**Trecho**:
((
Atos 4:23-31: A Oração dos Crentes

 

4:23 / Ao serem libertados, Pedro e João foram para os seus, isto é, para o meio dos crentes, e contou-lhes o que se passara. Quanto ao lugar de suas reuniões, veja as notas sobre 1:13 e a disc. sobre 12:12. O fato de eles mencionarem especificamente os principais sacerdotes e os anciãos de novo indica que os saduceus seriam seus principais adversá­rios (veja a disc. sobre os vv. 6, 8).

4:24 / A seriedade do assunto que os apóstolos traziam para relatar, e seu senso de dependência de Deus eram de tal ordem que o grupo todo pôs-se a orar. A expressão unânimes levantaram a voz tem sido interpretada como afirmando que todos foram inspirados a pronunciar exatamente as mesmas palavras, mas isso implica uma visão demasiado mecanicista da inspiração. É mais provável que tenham todos orado um de cada vez (como outros eruditos sugerem); nesse caso, todavia, Lucas nos dá apenas um traço característico das várias orações. Alguns vão mais longe, e sugerem que Lucas apenas redigiu o que ele julgou ser uma oração bem apropriada para essa ocasião; todavia, essa opinião choca-se contra um obstáculo: ela reflete uma perspectiva muito diferente da que o próprio Lucas entretinha quanto ao papel desempenhado por Herodes e Pilatos, na morte de Jesus. No evangelho, Lucas mostra Pilatos, de modo especial, como um participante relutante, enquanto aqui tanto um como outro desempenham papéis de liderança no que diz respeito aos acontecimentos (veja também as notas sobre o v. 27). Talvez a melhor explicação seja a seguinte: uma pessoa orou e todas as demais assentiram, ou pela repetição da oração frase a frase, ou por acrescentar-lhe um amém, no fim. Seja como for, foi uma ocasião onde foi mostrado que era "um o coração e a alma da multidão dos que criam" (v. 32; veja a disc. sobre 1:14).
))
**Material fornecido**:
((
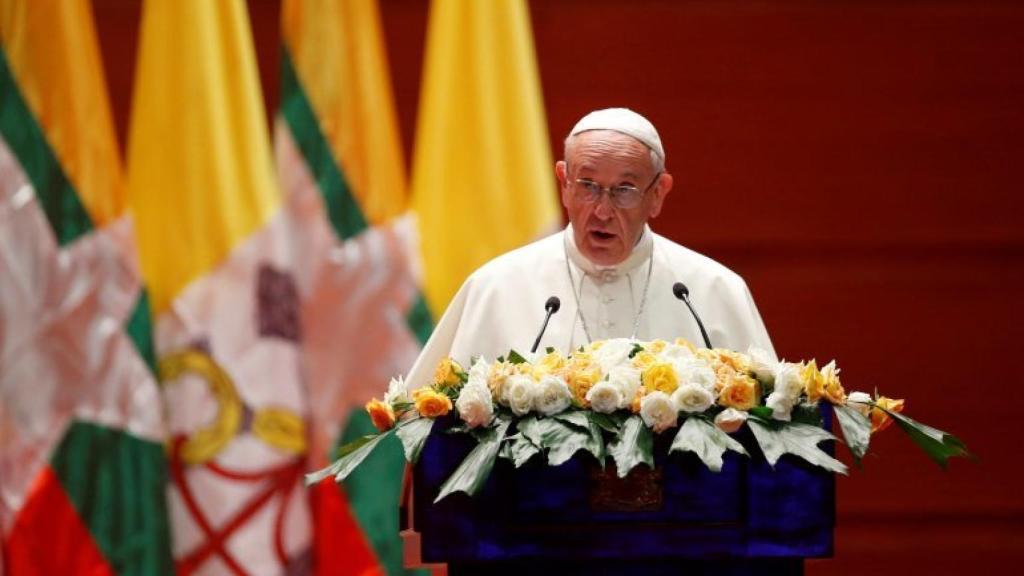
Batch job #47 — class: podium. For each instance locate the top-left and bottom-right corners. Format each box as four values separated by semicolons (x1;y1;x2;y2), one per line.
407;411;836;576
))
**Instruções da tarefa**:
Copie sem nenhuma alteração a parte do trecho sobre Atos 4 que começa nas palavras "Atos 4:23-31: A" e termina depois de "os vv. 6, 8).".

**Resposta**:
Atos 4:23-31: A Oração dos Crentes

 

4:23 / Ao serem libertados, Pedro e João foram para os seus, isto é, para o meio dos crentes, e contou-lhes o que se passara. Quanto ao lugar de suas reuniões, veja as notas sobre 1:13 e a disc. sobre 12:12. O fato de eles mencionarem especificamente os principais sacerdotes e os anciãos de novo indica que os saduceus seriam seus principais adversá­rios (veja a disc. sobre os vv. 6, 8).